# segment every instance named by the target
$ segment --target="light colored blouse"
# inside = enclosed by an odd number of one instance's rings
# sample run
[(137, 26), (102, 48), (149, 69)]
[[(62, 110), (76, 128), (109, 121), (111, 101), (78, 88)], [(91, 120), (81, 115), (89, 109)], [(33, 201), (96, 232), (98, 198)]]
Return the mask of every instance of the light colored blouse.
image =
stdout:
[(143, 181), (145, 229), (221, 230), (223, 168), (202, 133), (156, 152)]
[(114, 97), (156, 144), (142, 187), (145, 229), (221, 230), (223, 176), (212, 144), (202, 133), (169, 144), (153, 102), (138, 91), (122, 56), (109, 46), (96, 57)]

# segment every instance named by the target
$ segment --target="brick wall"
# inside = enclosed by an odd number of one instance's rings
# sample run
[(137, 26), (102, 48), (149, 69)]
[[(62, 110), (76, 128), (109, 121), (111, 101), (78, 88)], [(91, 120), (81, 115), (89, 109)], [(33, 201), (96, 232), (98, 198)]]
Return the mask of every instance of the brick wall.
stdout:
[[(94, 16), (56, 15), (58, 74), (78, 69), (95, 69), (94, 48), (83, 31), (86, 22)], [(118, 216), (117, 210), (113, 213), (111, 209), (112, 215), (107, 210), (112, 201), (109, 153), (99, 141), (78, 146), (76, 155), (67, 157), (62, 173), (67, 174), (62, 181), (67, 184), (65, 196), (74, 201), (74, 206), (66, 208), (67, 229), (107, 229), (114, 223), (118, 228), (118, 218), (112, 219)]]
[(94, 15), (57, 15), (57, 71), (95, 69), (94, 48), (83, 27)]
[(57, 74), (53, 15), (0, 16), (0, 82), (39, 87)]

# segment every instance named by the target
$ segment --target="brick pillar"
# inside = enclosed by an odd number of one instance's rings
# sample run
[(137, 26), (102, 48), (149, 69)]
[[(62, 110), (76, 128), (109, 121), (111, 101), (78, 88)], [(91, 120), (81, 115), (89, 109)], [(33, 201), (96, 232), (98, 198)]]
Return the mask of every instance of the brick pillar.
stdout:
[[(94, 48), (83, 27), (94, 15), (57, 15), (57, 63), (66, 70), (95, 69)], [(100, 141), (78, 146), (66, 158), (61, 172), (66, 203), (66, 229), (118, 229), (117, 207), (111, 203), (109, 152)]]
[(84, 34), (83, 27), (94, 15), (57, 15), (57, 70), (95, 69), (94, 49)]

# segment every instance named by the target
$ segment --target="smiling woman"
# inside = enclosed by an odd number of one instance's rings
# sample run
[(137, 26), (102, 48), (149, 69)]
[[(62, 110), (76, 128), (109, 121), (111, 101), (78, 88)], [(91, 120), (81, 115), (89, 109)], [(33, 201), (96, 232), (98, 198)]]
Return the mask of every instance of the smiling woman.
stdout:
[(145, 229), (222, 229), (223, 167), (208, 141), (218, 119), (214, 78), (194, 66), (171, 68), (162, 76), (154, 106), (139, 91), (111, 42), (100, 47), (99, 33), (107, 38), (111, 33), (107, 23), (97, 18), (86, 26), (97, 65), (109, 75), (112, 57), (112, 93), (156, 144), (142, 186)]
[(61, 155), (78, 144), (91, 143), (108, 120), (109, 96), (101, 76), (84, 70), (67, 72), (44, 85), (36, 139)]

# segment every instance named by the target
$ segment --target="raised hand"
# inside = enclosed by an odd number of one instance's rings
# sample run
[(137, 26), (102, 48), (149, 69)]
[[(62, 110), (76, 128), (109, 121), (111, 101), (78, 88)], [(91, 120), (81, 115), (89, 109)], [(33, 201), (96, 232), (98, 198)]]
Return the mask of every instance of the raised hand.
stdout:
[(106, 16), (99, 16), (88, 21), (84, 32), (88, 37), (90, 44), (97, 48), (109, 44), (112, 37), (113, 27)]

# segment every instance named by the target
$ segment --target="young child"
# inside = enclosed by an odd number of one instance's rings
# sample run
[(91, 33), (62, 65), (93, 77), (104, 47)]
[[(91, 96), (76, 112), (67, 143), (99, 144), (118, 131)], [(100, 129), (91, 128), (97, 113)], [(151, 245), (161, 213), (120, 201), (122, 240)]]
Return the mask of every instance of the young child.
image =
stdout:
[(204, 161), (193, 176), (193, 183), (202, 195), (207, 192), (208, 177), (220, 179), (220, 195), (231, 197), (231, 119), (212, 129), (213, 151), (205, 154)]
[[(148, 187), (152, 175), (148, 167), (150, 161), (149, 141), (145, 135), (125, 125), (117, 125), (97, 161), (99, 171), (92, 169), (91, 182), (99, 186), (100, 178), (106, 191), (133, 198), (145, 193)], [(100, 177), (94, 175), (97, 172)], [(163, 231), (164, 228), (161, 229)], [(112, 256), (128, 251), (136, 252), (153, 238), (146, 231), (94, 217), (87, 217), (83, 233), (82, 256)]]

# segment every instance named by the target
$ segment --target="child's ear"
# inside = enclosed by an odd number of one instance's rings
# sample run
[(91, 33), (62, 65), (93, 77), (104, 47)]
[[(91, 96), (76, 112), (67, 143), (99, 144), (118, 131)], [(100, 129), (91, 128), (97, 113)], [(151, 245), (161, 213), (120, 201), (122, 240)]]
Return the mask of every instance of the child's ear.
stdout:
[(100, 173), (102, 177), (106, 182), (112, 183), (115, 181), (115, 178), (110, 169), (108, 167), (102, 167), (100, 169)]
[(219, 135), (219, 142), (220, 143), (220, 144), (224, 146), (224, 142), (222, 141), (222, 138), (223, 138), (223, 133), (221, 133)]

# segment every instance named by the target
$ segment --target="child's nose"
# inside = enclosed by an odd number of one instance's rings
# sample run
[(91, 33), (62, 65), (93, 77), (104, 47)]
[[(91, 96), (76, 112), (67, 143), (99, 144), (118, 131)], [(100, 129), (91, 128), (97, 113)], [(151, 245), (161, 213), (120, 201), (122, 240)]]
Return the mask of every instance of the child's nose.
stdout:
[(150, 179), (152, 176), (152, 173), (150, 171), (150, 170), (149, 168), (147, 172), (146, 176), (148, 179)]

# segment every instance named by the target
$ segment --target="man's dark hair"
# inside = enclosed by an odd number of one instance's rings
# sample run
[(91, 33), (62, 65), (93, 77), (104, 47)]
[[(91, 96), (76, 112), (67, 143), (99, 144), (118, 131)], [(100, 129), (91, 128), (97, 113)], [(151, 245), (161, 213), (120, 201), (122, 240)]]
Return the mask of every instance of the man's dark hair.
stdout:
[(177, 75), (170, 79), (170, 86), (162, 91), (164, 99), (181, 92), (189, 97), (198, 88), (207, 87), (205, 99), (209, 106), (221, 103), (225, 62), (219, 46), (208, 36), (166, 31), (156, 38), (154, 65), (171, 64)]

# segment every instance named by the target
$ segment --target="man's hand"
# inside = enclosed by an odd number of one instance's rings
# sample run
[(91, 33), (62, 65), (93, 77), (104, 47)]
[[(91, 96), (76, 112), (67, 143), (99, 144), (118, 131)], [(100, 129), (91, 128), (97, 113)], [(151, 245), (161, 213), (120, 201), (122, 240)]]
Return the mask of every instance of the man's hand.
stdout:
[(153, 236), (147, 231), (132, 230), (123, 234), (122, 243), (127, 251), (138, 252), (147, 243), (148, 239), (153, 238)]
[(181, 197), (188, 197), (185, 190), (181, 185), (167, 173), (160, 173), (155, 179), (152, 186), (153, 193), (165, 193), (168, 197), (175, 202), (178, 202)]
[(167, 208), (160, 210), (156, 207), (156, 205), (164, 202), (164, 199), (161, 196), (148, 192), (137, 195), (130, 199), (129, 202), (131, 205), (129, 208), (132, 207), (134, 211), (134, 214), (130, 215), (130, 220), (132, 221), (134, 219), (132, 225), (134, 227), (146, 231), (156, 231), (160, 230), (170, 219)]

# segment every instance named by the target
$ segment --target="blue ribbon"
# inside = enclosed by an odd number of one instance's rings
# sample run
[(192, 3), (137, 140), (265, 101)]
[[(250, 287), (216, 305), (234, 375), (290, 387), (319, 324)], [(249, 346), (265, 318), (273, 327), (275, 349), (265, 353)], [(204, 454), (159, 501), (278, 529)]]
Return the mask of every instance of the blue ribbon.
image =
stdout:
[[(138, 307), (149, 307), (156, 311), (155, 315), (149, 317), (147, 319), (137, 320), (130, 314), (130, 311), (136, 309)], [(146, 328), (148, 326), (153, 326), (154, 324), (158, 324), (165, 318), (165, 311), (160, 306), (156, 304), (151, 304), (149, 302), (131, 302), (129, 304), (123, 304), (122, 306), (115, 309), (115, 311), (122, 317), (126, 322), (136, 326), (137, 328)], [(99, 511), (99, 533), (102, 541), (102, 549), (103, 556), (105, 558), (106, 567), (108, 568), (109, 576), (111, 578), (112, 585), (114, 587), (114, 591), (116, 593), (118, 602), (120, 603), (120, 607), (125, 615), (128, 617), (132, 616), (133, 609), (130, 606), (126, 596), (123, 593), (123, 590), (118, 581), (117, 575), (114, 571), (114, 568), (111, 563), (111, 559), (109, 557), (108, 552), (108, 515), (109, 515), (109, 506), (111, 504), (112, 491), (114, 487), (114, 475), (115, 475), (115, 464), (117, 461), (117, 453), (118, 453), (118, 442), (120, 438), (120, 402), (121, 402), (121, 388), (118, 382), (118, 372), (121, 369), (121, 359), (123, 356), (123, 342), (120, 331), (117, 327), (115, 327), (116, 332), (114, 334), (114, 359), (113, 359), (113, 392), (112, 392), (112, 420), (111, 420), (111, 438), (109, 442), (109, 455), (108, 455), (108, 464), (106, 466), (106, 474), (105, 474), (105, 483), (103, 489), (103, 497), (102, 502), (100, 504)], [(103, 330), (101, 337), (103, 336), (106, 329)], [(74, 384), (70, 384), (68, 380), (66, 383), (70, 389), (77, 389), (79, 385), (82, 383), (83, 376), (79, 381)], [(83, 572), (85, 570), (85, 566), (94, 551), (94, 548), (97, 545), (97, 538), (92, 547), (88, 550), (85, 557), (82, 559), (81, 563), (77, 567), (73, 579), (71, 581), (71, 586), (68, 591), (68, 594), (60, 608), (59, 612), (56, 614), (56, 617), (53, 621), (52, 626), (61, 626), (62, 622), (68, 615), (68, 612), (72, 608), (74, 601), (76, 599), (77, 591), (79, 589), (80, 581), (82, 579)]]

• Exercise description: Reproduce only the data from its beginning through the line containing "46), (96, 57)]", inclusive, with "blouse" replaced by "shirt" and everything else unchanged.

• Exercise response:
# segment every instance named by the target
$ segment --target="light colored shirt"
# inside = enclosed by an odd number of one instance's rings
# sample run
[(137, 26), (102, 48), (149, 69)]
[[(62, 110), (76, 128), (109, 121), (111, 101), (78, 88)], [(91, 120), (81, 115), (89, 109)], [(33, 201), (96, 232), (98, 198)]]
Return the mask of every instance of the light colored shirt.
image =
stdout:
[(143, 181), (145, 229), (221, 230), (223, 168), (202, 133), (156, 152)]
[(114, 97), (156, 144), (142, 187), (145, 229), (221, 230), (223, 176), (212, 144), (202, 133), (169, 144), (153, 102), (138, 91), (122, 56), (109, 46), (96, 57)]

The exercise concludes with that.